Görev Tanımı:
Aşağıdaki çatı konulu metinde çalışmalarına değinilen araştırmacıların adlarını lütfen sıralayın.

Kaynak Metin:
===

Key Words: Passivity, active voice, participle, reflexive, government theory.

Giriş

Türk dilinde çatı konusu, son dönem araştırmalarında önemli bir yere sahiptir. Funda Kara oldurgan ve ettirgen çatı eklerinin işlevleri üzerinde durduğu çalışmasında her iki yapıda da aynı eklerin kullanılmasına rağmen işlevlerinin farklı olmasıyla birbirinden ayrıştığını dile getirmiştir (2016: 1204-1215). Bilal Uysal Türkçedeki işteş çatıyı ele aldığı çalışmasında işteş çatı konusunu dünya dilleri ve Türkçede biçimbirimsel ve sözdizimsel açıdan ele almıştır (2019). Türkiye Türkçesinde ek yığılması konusu ele alan Ahmet Turan Doğan –(X)n, -(X)l çatı eklerinin üst üste kullanımı ile ilgili farklı adlandırmaların olduğu belirterek bu yapıların dil bilgisel sebeplerini açıklamıştır (2019: 53-72). Türkiye Türkçesinde fiil çatıları konusunu ele alan Bilal Yücel ise çatı konusu ile Türkçede henüz bir fikir birliğine varılamadığını dile getirmiştir (2011: 268). Bu çalışmalarda genel olarak çatı konusu ek temelinde değerlendirilirken aynı eklerin kullanıldığı çatılarda cümlenin anlamına bakılması gerektiğini dile getirilmiştir. Bu çalışmalardan hareketle semantik konusuyla doğrudan bağlantılı olan geleneksel dilbilgisinde çatı, fiilin nesne ile özne bağlantısının biçimini yansıttığı söylenebilir. Fiillerin çatı bakımından incelenmesi, cümledeki değişimin semantik açıdan değerlendirilmesini de gerektirmektedir. Bu nedenle çatı konusunun hem sentaks hem de semantik açıdan incelenmesi zorunlu hâle gelmektedir.

===

Sağlanan Malzeme:
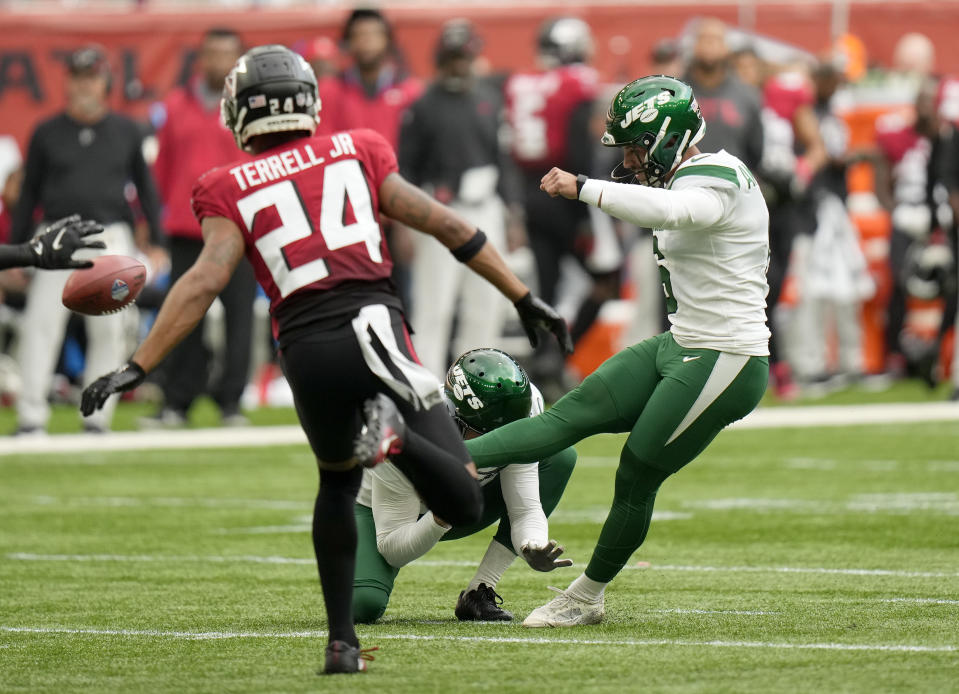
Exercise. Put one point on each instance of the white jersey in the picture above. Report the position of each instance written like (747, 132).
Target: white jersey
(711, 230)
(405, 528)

===

Sorunun Çözümü:
Funda Kara
Bilal Uysal
Ahmet Turan Doğan
Bilal Yücel